**EXERCISE:** Could you copy out all of the records below exactly, leaving out every picture?

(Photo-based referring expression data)

==========

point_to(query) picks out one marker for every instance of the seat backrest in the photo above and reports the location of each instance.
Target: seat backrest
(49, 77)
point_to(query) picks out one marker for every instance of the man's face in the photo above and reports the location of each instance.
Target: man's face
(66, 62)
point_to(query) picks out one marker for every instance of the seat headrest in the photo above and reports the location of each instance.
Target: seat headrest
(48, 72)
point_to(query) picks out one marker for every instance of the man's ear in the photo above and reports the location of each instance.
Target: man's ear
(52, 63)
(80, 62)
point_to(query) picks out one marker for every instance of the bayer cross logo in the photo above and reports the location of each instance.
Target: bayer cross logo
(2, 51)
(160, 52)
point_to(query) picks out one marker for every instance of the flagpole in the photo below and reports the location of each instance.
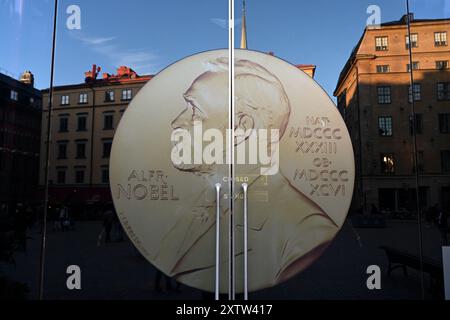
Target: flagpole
(414, 131)
(47, 159)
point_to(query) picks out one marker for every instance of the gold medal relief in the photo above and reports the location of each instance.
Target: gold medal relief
(290, 146)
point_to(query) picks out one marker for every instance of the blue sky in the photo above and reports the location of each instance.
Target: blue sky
(149, 35)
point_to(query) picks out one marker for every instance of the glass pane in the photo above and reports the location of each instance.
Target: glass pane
(302, 244)
(26, 33)
(429, 157)
(122, 207)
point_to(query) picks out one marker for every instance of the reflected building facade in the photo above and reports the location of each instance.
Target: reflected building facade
(374, 97)
(20, 126)
(84, 119)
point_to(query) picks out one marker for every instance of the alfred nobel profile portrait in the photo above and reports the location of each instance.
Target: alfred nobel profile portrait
(287, 233)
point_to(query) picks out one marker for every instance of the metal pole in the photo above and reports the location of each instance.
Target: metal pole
(217, 292)
(245, 187)
(47, 159)
(231, 257)
(414, 129)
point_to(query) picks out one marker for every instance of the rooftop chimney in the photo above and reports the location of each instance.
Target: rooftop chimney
(91, 76)
(404, 18)
(27, 78)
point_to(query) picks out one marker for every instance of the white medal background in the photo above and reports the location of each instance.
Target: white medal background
(142, 142)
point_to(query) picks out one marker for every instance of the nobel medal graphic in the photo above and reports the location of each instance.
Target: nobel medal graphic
(171, 149)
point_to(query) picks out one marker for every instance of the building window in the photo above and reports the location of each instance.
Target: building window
(383, 68)
(62, 150)
(441, 65)
(109, 96)
(384, 94)
(61, 177)
(79, 176)
(414, 42)
(108, 121)
(443, 91)
(419, 124)
(385, 126)
(387, 163)
(415, 66)
(63, 124)
(440, 39)
(82, 123)
(381, 43)
(14, 95)
(83, 98)
(420, 163)
(81, 150)
(107, 148)
(417, 88)
(126, 94)
(65, 100)
(445, 160)
(105, 175)
(444, 123)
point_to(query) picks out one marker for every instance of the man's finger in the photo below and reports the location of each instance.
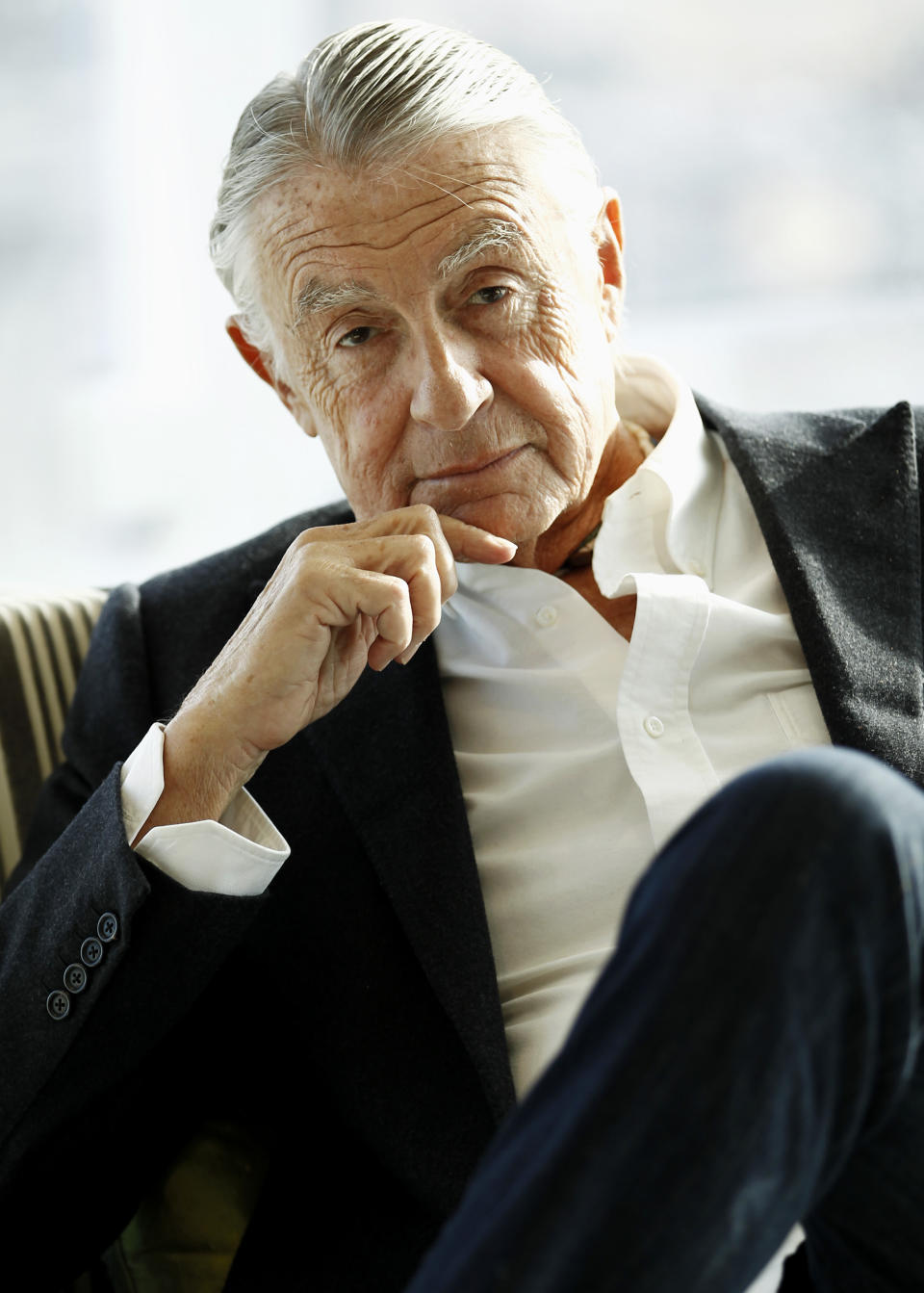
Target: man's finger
(471, 543)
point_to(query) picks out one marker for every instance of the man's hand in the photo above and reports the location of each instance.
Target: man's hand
(342, 598)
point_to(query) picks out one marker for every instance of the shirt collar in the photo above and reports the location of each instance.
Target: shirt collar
(663, 517)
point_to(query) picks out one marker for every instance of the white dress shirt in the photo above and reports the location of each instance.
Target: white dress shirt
(580, 753)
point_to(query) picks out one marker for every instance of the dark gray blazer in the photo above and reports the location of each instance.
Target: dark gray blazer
(351, 1011)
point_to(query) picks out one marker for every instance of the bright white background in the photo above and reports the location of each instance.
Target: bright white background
(770, 159)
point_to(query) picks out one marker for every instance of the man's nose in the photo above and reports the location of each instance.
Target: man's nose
(449, 387)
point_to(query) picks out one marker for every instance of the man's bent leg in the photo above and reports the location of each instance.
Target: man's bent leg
(746, 1060)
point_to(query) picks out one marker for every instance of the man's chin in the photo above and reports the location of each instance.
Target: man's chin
(508, 516)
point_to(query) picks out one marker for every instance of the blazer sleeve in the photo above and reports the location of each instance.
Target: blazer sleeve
(101, 956)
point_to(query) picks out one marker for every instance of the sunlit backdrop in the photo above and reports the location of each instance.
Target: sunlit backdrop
(769, 155)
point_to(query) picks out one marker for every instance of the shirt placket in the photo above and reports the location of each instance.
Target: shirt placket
(664, 755)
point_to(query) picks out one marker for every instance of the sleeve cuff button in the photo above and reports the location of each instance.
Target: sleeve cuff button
(90, 952)
(59, 1003)
(75, 976)
(106, 927)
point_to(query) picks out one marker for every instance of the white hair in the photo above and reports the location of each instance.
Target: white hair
(372, 97)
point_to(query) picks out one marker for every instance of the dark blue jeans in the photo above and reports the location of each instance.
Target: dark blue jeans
(747, 1059)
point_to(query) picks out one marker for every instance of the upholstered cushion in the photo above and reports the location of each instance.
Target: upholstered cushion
(184, 1236)
(44, 634)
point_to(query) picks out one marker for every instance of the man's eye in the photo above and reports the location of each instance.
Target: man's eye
(489, 295)
(355, 336)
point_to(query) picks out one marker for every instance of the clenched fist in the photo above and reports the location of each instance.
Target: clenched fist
(343, 596)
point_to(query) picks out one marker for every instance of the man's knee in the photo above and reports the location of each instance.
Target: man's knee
(830, 818)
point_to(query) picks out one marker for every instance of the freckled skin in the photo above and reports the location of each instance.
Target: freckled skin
(486, 393)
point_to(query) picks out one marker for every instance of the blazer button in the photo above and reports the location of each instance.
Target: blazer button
(59, 1003)
(90, 952)
(75, 976)
(106, 927)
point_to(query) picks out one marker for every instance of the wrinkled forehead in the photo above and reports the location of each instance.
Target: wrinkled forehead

==========

**EXERCISE RESPONSE:**
point_to(query) picks out one marker for every instance of the seat backrest in the photo above and reports the location of each instance.
Target: seat backrest
(49, 77)
point_to(query) picks out one marker for every instance of the man's face in the photo above and reports the location of each instance.
Target: man's face
(66, 62)
point_to(query) picks out one marker for every instance of the seat headrest in the photo above and reports the location of each instance.
Target: seat headrest
(48, 72)
point_to(query) picks out one marker for every instance of the man's ear in the photo above and reports the location of each instance.
Target: man's ear
(52, 63)
(80, 62)
point_to(query) picks out one marker for every instance of the bayer cross logo in the photo above and reports the location of each instance.
Target: bayer cross logo
(2, 51)
(160, 52)
point_to(query) picks out one marker for every instance of the flagpole in the photo below and reports the location of each instance.
Target: flagpole
(414, 131)
(47, 159)
point_to(query) picks out one marker for every instance of the gold medal relief in the photo above and reports the location of each instance.
Target: gold medal relief
(290, 146)
point_to(query) picks out one marker for every instance of the blue sky in the photo above and reports the location of each instance.
Target: blue sky
(149, 35)
point_to(query) picks out one marker for every instance of the glass pane in the photo above and reports the location of each instance.
Target: glass pane
(302, 244)
(26, 33)
(429, 157)
(122, 207)
point_to(query) picks out one marker for every instance of the reflected building facade in the photo above and reports the location of each instance.
Target: reflected building facade
(374, 97)
(20, 126)
(84, 119)
point_to(query) picks out one marker for every instance of the alfred nobel profile portrait in the photo above and reports the location of each instance.
Target: alfred nobel profile portrait
(287, 233)
point_to(query) picks out one marker for every instance of the metal pole in the photo above and reports the location of each instance.
Target: metal pole
(217, 292)
(245, 187)
(47, 159)
(231, 257)
(414, 129)
point_to(query) picks out one marker for every instance of the rooftop chimney in the photo above and reports the location of each instance.
Target: rooftop chimney
(91, 76)
(404, 18)
(27, 78)
point_to(query) picks out one marker for every instance of the white medal background in the photo above and reports the location of each instance.
Target: white medal background
(142, 142)
point_to(query) picks out one marker for every instance of the nobel medal graphic in the photo above and reports the location of each instance.
Target: nobel medal graphic
(171, 149)
point_to(query) picks out one marker for every instance of the building window in the photo above and reports the location of each instance.
Target: building window
(383, 68)
(62, 150)
(441, 65)
(109, 96)
(384, 94)
(61, 177)
(79, 176)
(414, 42)
(108, 121)
(443, 91)
(419, 124)
(385, 126)
(387, 163)
(415, 66)
(63, 124)
(440, 39)
(82, 123)
(381, 43)
(14, 95)
(83, 98)
(420, 163)
(81, 150)
(107, 148)
(417, 88)
(126, 94)
(65, 100)
(445, 160)
(105, 175)
(444, 123)
point_to(query) picks out one marker for every instance of the man's finger in the photo below and reports the location of each instance.
Target: man's finger
(471, 543)
point_to(query) picks out one marker for every instance of the man's hand in the photo above and reports the location of each instance.
Target: man's hand
(342, 598)
point_to(query) picks out one marker for every instance of the shirt collar in the photo above and reports the location of each instance.
Target: shirt collar
(663, 517)
point_to(query) picks out one marker for every instance of the white dress shirt in the photo above and reports the location of each instance.
Target: white dress shirt
(580, 753)
point_to(query) picks out one marker for every instance of the dark gray blazer in the photo above and reports the location of each instance.
Target: dark gray blazer
(351, 1011)
point_to(query) picks out one marker for every instance of the bright white background in the photo above and reports the location of each instance.
Target: bright white background
(770, 159)
point_to(query) picks out one marker for every instance of the man's nose in the photo above and reports the location of each instance.
Target: man's nose
(449, 387)
point_to(query) picks out one marker for every instance of the man's bent leg in the photo above and reports the location of each instance.
Target: man's bent leg
(746, 1060)
point_to(query) picks out one marker for every instance of the man's chin in the photo above and reports the location of each instance.
Target: man's chin
(508, 516)
point_to(query) picks out one marker for every instance of the blazer sleeve in the photo above and reports the location of each instance.
Target: blazer sleeve
(101, 956)
point_to(query) picks out one marker for every instance of the sunlit backdrop in the photo above and reports the location of each instance.
Target: sunlit backdrop
(769, 155)
point_to(query) picks out one marker for every instance of the shirt placket in the photo above and reports the location of each instance.
Target: shirt placket
(664, 755)
point_to(query) picks out one marker for every instance of the sleeve cuff button in the photo above and reports the location of each instance.
Target: sleeve cuff button
(90, 952)
(59, 1003)
(75, 976)
(106, 927)
point_to(query) picks out one marker for every instance of the white hair in the photo above and reports the location of each instance.
Target: white hair
(372, 97)
point_to(query) picks out one marker for every instance of the dark blue jeans in the photo above and reports the location of each instance.
Target: dark blue jeans
(747, 1059)
point_to(query) picks out one marker for every instance of the upholstered cushion in the photo above and reports the location of each instance.
Target: upholstered cushion
(184, 1236)
(44, 634)
point_to(query) picks out one marker for every instance of the man's eye in the photo above and reports the location of each instance.
Target: man's eye
(489, 295)
(355, 336)
point_to(query) picks out one marker for every instance of the clenched fist in the photo above and reports the location of each instance.
Target: clenched fist
(343, 596)
point_to(query) picks out one marker for every instance of the man's knee in the photo above and reports the location of each instance.
Target: man's knee
(830, 818)
point_to(query) picks out one marker for every instance of the freckled skin in the photo above and reports the location of each instance.
Target: freckled skin
(486, 393)
point_to(query) picks out one marker for every instance of the blazer button in the photo above and reports the location of each instance.
Target: blazer button
(59, 1003)
(90, 952)
(75, 976)
(106, 927)
point_to(query) picks out one marker for every instance of the wrinkled forehead in the photo above and reports the location of each instance.
Target: wrinkled forehead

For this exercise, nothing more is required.